- [Document extract]
____________________
The boy, who we will call Adam, has been imprisoned in Western Australia’s only youth detention centre, Banksia Hill, a dozen times.

Adam’s parents were heavy drug users who had both taken their own lives by the time he was 10.

“Everyone was saying my mum and dad, they died from taking drugs. So I just thought, well they died from taking drugs and I’m never going to see them again. So why don’t I just like, you know just take drugs, see if I’ll die.”

He soon wound up on the streets of the state capital, Perth, stealing to survive.

“I was just doing what my mates were doing to get a feed. Yeah, started stealing.”

Adam is 13 years old and has been incarcerated 12 times [101 East/Al Jazeera]

In this special investigation, 101 East meets children caught in a cycle of incarceration in Western Australia – the state with the country’s highest rate of Indigenous imprisonment.

Aboriginal children in the state are almost 50 times more likely to be in youth detention than non-Indigenous children. In Australia, children can be incarcerated from the age of 10.

“Psychologically, the development of the human brain at such a young age has not occurred,” says Megan Krakouer, a lawyer and outreach worker at the National Suicide Prevention and Trauma Recovery Project.

“So we have young children as young as 10 years old that have been charged and placed in prisons. That is not a good thing. That is a terrible thing. There has to be different ways of doing it.”
____________________
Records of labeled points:

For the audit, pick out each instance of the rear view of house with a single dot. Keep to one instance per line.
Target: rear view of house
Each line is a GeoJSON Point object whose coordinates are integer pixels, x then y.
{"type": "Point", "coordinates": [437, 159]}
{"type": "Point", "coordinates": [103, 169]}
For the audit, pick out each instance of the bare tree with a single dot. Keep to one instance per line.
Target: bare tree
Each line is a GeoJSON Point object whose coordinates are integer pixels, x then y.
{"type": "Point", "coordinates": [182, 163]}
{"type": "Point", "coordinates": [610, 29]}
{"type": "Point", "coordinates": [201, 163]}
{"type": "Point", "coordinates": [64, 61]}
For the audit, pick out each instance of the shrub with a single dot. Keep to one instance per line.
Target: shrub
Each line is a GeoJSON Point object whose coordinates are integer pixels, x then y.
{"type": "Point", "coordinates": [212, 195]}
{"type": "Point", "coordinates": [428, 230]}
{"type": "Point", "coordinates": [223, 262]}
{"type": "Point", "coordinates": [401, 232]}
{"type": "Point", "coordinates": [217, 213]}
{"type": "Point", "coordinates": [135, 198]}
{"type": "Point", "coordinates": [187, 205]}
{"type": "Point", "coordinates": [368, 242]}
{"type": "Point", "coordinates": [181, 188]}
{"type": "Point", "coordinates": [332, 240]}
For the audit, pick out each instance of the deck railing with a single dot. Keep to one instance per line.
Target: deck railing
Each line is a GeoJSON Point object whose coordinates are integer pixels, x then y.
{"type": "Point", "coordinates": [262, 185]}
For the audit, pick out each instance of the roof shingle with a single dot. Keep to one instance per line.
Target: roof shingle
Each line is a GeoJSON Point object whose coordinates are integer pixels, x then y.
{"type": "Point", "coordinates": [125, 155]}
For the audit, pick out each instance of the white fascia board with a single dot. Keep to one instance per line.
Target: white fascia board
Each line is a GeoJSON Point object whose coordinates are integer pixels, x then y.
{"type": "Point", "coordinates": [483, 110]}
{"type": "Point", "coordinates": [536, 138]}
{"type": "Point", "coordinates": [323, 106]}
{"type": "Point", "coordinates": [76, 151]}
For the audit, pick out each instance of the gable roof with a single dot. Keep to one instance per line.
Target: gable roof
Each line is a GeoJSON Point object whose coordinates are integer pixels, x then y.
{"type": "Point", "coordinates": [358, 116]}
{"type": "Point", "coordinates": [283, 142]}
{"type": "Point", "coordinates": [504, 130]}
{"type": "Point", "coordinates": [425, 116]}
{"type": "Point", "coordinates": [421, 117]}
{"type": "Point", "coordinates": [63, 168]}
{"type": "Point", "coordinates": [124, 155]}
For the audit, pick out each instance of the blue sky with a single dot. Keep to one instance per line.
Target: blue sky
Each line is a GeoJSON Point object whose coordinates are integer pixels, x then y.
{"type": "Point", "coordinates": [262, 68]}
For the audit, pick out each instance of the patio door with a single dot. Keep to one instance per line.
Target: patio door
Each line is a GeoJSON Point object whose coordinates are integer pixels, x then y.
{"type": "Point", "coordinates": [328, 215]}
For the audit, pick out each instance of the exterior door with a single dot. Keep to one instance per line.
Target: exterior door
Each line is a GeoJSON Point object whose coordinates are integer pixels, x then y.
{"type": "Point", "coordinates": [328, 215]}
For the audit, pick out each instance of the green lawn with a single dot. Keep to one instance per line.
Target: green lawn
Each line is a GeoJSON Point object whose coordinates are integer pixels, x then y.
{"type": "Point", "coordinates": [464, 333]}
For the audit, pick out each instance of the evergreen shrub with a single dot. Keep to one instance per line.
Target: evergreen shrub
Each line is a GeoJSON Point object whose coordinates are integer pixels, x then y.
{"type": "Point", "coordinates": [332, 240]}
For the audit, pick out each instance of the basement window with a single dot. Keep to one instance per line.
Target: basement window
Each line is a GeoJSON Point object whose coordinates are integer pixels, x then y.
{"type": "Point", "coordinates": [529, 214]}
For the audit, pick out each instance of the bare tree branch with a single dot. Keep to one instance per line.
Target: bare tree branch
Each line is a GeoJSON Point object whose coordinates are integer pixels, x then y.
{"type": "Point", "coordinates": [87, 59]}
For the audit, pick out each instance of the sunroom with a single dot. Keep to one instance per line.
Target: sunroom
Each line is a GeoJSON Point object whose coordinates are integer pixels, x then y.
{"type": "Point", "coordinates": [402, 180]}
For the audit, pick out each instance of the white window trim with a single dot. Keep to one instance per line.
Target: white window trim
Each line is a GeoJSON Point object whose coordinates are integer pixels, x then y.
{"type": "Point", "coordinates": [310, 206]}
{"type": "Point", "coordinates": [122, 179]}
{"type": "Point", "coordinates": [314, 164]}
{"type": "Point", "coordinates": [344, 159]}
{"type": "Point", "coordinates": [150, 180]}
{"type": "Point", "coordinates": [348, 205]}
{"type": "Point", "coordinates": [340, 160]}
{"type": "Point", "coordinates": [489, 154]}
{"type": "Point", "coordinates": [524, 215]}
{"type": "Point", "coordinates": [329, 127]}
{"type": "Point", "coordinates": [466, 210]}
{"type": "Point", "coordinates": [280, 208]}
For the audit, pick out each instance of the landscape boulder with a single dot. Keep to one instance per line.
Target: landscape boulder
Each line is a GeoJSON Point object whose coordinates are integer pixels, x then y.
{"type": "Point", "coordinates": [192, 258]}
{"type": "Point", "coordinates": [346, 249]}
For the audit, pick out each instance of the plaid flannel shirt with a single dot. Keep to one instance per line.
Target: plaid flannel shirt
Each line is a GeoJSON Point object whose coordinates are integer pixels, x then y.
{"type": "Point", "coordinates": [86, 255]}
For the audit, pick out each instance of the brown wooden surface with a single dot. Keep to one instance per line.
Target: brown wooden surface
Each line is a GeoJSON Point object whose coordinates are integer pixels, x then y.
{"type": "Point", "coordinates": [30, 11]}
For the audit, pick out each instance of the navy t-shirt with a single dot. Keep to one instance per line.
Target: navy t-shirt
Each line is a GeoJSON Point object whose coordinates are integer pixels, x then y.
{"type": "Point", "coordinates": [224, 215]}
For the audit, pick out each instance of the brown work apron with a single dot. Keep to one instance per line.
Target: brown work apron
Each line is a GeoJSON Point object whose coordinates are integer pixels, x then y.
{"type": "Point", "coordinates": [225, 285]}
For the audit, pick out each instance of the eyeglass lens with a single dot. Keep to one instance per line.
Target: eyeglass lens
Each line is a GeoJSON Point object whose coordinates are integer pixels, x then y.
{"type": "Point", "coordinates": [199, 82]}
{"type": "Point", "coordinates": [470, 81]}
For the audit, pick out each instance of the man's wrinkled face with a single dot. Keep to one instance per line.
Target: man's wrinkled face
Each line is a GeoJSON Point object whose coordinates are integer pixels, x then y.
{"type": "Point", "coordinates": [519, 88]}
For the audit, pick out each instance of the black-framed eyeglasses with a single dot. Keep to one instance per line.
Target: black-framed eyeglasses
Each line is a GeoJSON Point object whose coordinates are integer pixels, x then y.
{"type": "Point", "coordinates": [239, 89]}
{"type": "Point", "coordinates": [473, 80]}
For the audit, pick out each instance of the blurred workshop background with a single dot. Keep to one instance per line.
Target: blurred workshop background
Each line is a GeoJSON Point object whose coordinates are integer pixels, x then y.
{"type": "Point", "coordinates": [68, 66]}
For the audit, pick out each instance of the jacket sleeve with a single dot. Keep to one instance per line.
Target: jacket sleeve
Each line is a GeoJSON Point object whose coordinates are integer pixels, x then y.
____________________
- [Given exercise]
Translate the sentence "In Australia, children can be incarcerated from the age of 10." from the youth detention excerpt into Spanish. This material was taken from a separate source.

- [Solution to this task]
En Australia, los niños pueden ser encarcelados a partir de los 10 años.